#### To do
Lines in the listing below that include the word "with" need to be copied.

────

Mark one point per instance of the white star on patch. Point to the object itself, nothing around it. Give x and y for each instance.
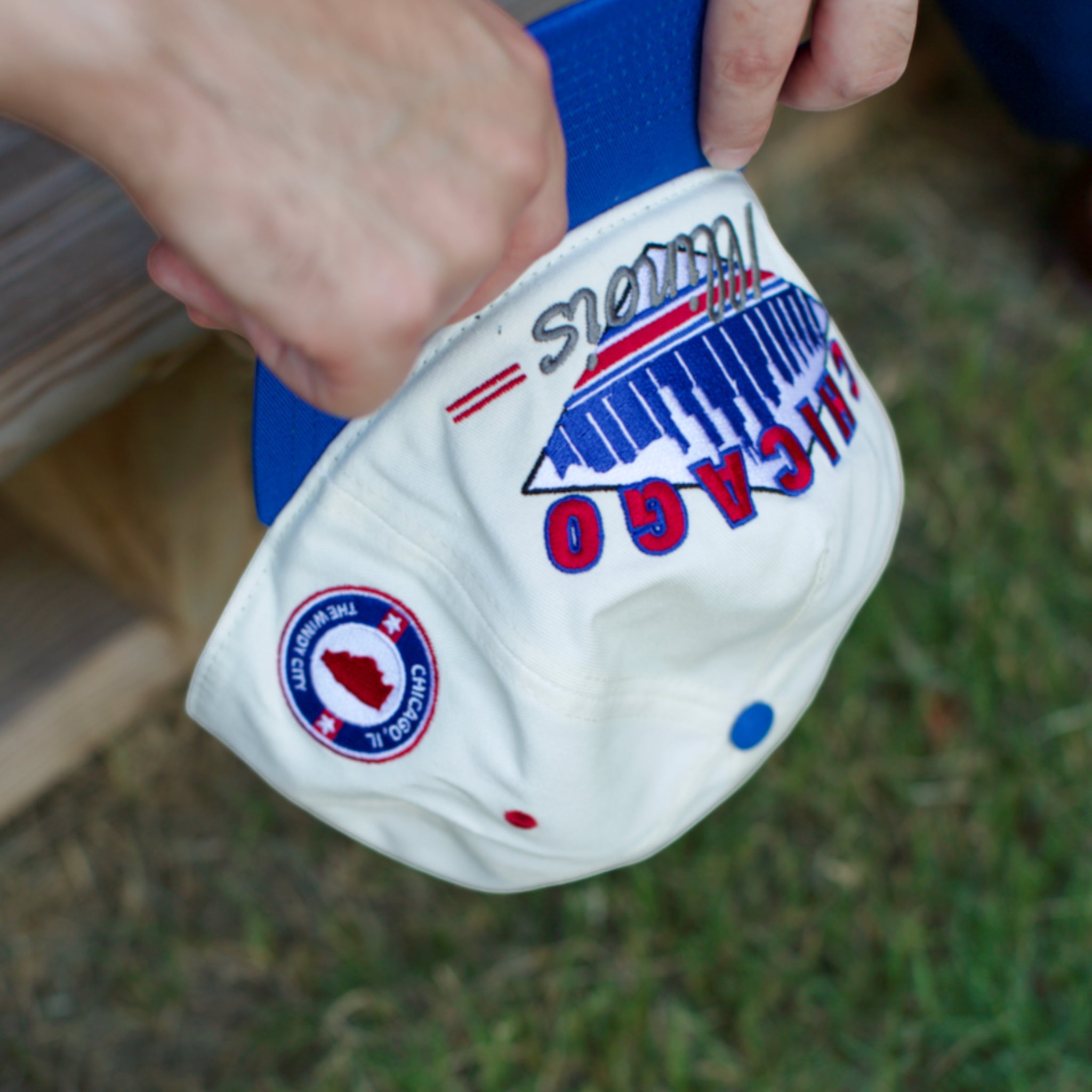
(392, 624)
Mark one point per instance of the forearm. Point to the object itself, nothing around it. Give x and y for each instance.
(65, 63)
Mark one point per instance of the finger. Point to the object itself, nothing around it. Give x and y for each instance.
(748, 49)
(857, 49)
(539, 230)
(206, 304)
(179, 278)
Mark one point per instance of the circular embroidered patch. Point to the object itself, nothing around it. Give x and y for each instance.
(358, 673)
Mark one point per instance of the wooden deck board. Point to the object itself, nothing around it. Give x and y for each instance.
(79, 317)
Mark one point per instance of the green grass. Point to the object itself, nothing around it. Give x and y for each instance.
(901, 900)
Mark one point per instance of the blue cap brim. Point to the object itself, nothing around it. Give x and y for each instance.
(626, 81)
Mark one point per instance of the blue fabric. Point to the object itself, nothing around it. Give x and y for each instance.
(1038, 55)
(626, 81)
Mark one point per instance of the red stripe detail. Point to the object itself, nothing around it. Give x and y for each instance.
(659, 328)
(496, 395)
(478, 390)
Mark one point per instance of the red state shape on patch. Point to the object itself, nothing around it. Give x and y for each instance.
(359, 675)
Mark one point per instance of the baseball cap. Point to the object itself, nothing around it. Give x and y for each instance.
(571, 588)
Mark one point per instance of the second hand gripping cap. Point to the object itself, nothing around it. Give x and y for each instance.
(574, 584)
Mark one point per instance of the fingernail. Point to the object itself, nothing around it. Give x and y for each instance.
(730, 158)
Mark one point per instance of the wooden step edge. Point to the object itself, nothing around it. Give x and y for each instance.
(111, 684)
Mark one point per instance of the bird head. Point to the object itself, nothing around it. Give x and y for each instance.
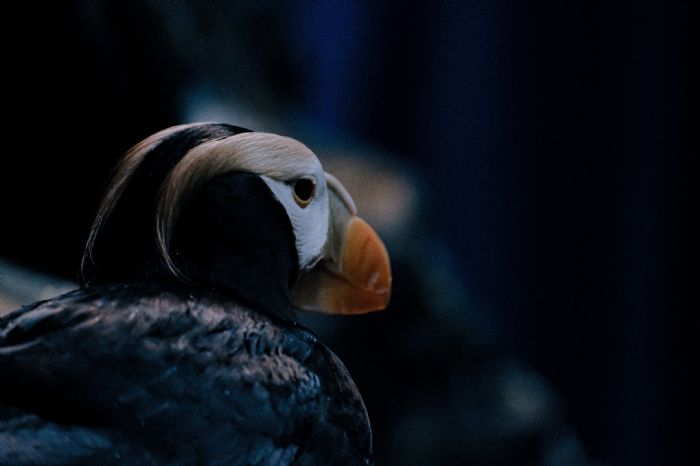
(250, 213)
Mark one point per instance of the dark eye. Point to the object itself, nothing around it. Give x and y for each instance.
(304, 190)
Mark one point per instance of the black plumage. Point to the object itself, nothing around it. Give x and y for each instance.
(150, 373)
(143, 367)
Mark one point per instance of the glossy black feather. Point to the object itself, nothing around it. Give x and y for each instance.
(151, 373)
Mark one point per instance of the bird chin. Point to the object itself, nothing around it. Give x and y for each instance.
(357, 282)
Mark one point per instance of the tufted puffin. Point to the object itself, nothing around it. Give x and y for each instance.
(181, 346)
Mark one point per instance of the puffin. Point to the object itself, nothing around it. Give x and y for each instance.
(182, 345)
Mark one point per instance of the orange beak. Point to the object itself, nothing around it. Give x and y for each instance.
(354, 277)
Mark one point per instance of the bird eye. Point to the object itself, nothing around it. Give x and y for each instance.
(304, 190)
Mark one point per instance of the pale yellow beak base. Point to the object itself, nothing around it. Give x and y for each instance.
(360, 283)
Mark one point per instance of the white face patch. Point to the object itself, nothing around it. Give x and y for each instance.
(309, 224)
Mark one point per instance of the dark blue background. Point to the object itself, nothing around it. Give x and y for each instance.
(554, 139)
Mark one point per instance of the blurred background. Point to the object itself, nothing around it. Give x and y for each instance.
(528, 164)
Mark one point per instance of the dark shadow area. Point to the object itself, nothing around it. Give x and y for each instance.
(549, 145)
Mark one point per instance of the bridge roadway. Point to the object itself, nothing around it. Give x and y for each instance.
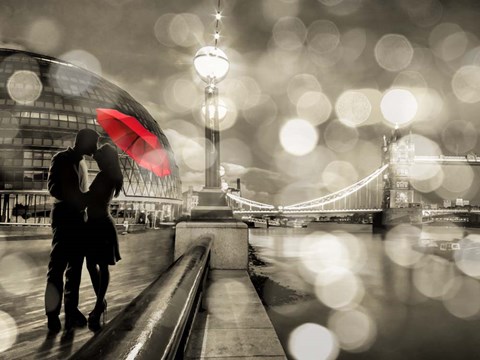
(23, 264)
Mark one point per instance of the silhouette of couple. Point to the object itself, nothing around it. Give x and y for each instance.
(82, 228)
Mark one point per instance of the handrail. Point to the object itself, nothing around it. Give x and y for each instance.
(158, 322)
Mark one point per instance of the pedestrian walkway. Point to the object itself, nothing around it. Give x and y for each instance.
(23, 265)
(234, 323)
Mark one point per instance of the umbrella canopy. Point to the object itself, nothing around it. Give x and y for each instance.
(139, 143)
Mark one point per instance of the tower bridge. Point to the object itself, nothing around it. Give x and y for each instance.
(387, 192)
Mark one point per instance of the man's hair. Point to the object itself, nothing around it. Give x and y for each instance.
(86, 136)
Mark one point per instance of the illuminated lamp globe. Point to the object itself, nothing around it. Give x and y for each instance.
(221, 109)
(211, 64)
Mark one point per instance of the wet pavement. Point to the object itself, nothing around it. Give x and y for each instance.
(23, 265)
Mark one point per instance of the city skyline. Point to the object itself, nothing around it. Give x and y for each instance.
(314, 60)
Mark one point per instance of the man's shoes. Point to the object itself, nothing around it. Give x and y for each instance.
(79, 318)
(75, 319)
(53, 323)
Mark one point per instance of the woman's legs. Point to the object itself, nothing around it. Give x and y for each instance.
(104, 280)
(94, 274)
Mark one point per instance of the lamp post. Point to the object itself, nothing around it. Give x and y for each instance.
(211, 65)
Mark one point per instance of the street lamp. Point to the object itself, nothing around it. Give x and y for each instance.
(211, 65)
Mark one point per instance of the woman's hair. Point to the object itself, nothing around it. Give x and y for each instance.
(107, 159)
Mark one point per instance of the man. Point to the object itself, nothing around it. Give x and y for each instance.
(67, 180)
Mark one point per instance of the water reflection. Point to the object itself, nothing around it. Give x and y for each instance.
(403, 295)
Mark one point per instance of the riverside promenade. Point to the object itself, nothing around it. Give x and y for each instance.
(24, 254)
(232, 325)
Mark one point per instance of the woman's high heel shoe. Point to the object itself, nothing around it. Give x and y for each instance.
(94, 317)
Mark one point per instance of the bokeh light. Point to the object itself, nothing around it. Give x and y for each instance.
(8, 331)
(353, 108)
(24, 87)
(398, 106)
(355, 329)
(298, 137)
(313, 341)
(430, 106)
(314, 107)
(466, 84)
(461, 299)
(393, 52)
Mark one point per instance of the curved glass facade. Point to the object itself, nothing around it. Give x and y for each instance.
(43, 103)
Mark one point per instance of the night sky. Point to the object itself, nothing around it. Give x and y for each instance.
(328, 63)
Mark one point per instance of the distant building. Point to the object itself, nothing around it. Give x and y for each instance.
(43, 103)
(190, 200)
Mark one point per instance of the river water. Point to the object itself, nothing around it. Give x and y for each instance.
(339, 291)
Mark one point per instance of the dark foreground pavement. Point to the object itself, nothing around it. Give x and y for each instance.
(23, 265)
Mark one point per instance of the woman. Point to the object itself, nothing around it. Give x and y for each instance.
(102, 248)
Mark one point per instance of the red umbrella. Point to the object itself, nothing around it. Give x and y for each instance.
(130, 136)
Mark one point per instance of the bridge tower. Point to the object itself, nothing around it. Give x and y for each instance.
(398, 194)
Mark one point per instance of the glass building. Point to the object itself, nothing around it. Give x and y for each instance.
(43, 103)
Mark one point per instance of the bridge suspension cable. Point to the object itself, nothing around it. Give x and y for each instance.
(250, 203)
(340, 194)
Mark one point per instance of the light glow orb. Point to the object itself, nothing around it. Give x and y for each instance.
(398, 106)
(298, 137)
(313, 341)
(353, 108)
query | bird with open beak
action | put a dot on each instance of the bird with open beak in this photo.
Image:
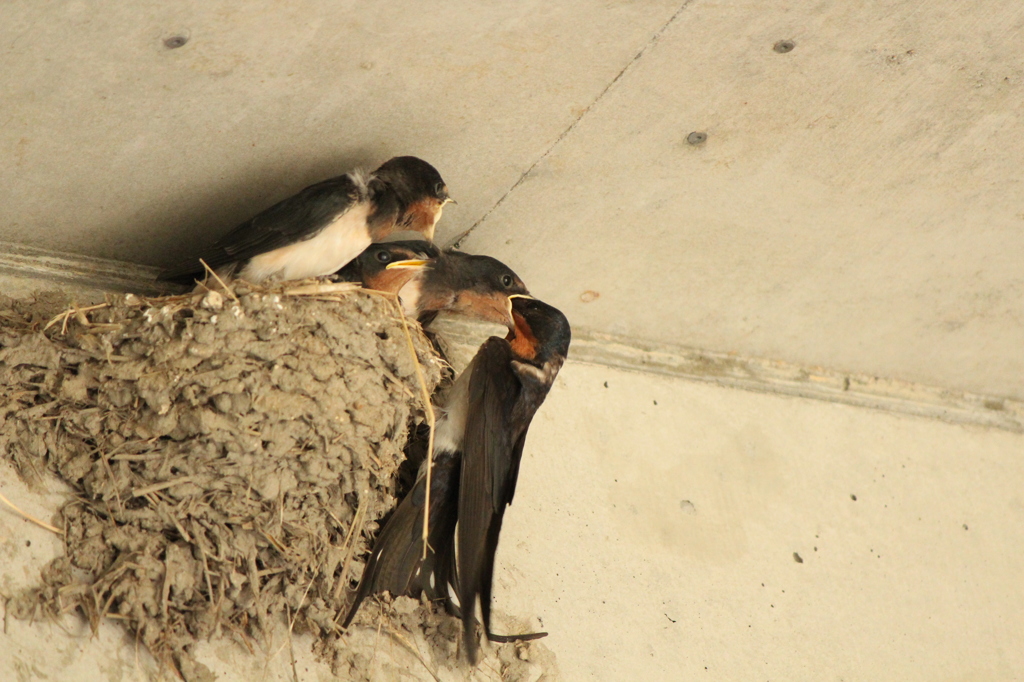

────

#### Task solution
query | bird with open beak
action | put a dot on each instance of the bird with open beak in this photo.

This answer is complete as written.